▶ Objective
Exclude the pictures; give every entry again exactly as written.

(Stored entries)

## start

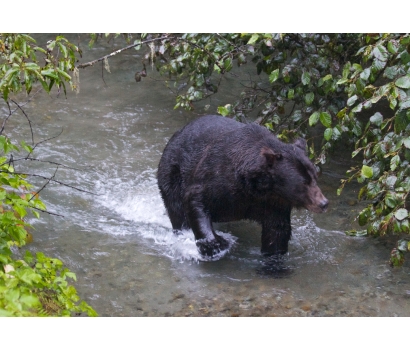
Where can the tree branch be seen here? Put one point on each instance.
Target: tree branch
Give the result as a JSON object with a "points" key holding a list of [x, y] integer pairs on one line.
{"points": [[84, 65]]}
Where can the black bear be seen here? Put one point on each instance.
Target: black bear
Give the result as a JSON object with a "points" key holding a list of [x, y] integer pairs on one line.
{"points": [[216, 169]]}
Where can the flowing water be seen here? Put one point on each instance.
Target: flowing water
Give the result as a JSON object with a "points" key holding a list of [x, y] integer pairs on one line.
{"points": [[120, 243]]}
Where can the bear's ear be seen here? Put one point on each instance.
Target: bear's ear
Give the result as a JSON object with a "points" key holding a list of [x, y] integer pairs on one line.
{"points": [[271, 156], [301, 143]]}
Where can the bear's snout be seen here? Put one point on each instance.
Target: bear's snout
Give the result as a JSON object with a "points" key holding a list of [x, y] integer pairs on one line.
{"points": [[324, 204]]}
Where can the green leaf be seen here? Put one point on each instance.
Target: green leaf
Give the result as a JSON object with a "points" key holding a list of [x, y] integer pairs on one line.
{"points": [[254, 38], [365, 74], [406, 142], [393, 46], [401, 214], [351, 100], [403, 82], [314, 118], [400, 121], [367, 171], [274, 76], [225, 110], [309, 97], [376, 119], [326, 119], [328, 134], [394, 162], [380, 53], [305, 78]]}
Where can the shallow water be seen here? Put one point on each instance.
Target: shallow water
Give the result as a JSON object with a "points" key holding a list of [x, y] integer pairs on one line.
{"points": [[120, 243]]}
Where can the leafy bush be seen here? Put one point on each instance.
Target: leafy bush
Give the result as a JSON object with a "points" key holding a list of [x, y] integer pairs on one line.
{"points": [[352, 88], [31, 286]]}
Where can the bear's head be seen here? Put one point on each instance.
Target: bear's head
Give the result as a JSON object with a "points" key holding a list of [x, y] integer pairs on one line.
{"points": [[288, 173]]}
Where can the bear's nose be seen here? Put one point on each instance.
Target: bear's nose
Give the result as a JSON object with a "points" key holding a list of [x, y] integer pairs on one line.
{"points": [[324, 204]]}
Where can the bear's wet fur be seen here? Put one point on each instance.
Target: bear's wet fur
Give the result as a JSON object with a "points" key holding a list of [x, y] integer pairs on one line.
{"points": [[216, 169]]}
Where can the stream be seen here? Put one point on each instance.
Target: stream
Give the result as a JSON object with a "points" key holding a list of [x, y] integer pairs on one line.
{"points": [[119, 241]]}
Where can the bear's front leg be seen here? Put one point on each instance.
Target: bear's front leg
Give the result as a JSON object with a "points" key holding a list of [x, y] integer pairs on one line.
{"points": [[207, 241], [276, 232]]}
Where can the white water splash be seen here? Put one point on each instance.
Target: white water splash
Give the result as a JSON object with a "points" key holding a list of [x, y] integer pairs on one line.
{"points": [[142, 204]]}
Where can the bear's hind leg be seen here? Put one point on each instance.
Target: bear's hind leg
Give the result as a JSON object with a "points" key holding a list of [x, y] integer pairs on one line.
{"points": [[169, 183], [276, 233]]}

## end

▶ Result of this task
Where can the tree branch be seen here? Put one point on each instance.
Target: tree branch
Give the result as a JSON object with a "points" key holding a list of [x, y] integer pairs on one line.
{"points": [[84, 65]]}
Where can the black bear be seen here? Put one point on each instance.
Target: black bear
Give the result as a JSON object with a "points" key holding a list of [x, y] integer pairs on one line.
{"points": [[216, 169]]}
Where can the flowing water be seen here? Put one point on each instance.
Target: flowing water
Give the result as a JSON object with a "points" key holding a list of [x, y] integer pairs on one line.
{"points": [[120, 243]]}
Where can the bear's ear be seen here? Put one point on each instance.
Target: bear's ear
Give the result as a JSON object with a "points" key holding a list of [x, y] integer pairs on one line.
{"points": [[271, 156], [301, 143]]}
Where can the bear's snout be seen here? Put one point on each instance.
Target: bear's snout
Give the result as a JSON object with a "points" key holding a list of [x, y] integer pairs on one line.
{"points": [[324, 204]]}
Where can the green leaf be seen here? Put one point on each instance.
Target: green leaf
Give the result as a JSON object with a "points" key holding a list of [x, y] integer pairs on one line.
{"points": [[254, 38], [365, 74], [406, 142], [393, 46], [401, 214], [351, 100], [403, 82], [314, 118], [400, 121], [367, 171], [274, 76], [225, 110], [309, 97], [376, 119], [326, 119], [328, 134], [394, 162], [380, 53], [305, 78]]}
Where can the shallow water be seen here? Put one point on each instance.
Target: shallow water
Give the result as a JSON object with a "points" key holding a list of [x, y] integer pairs on one line.
{"points": [[120, 243]]}
Where can the leafy bush be seen here? Put one point on each instance.
Target: leafy bush
Give the result as a JSON object with a "points" key holding a list of [x, y] integer pairs on one line.
{"points": [[352, 88], [31, 286]]}
Where can the bear's head be seen here? Put one point on each instance.
Target: bear's head
Give the result as a JSON object with a "points" key holding a list of [x, y] integer pairs on one line.
{"points": [[288, 173]]}
Where can the bear's nose be seen here? Put one point on each instance.
Target: bear's nose
Give the result as a JSON object with a "points" key holding a list of [x, y] integer pairs on one line.
{"points": [[324, 204]]}
Where can the bear's wet fur be seen here? Put one point on each instance.
Target: bear's wet fur
Give the result as a JSON object with a "points" key holding a list of [x, y] integer pairs on one line.
{"points": [[216, 169]]}
Where can the stream be seen here? Put one point on each instance.
Target: stream
Give the result as a JSON object with a "points" key holding a list of [x, y] integer pairs on one line.
{"points": [[119, 241]]}
Where can the bear's front leg be seen here? Put one point on each instance.
Target: bear's front leg
Give the result as a JSON object with a "points" key holding a list of [x, y] integer pairs on one line.
{"points": [[207, 241], [276, 232]]}
Where can the white water splash be seen here? Put one point on each instance.
Target: white water splash
Give the result as a JSON object with a "points" key holding a list of [x, y] integer pairs on one line.
{"points": [[142, 204]]}
Where can the bear's hind leg be seen here? Put one point on each instance.
Target: bear's hind leg
Give the result as a JSON object with a "points" key holding a list of [x, y] integer pairs on one line.
{"points": [[169, 183], [276, 233]]}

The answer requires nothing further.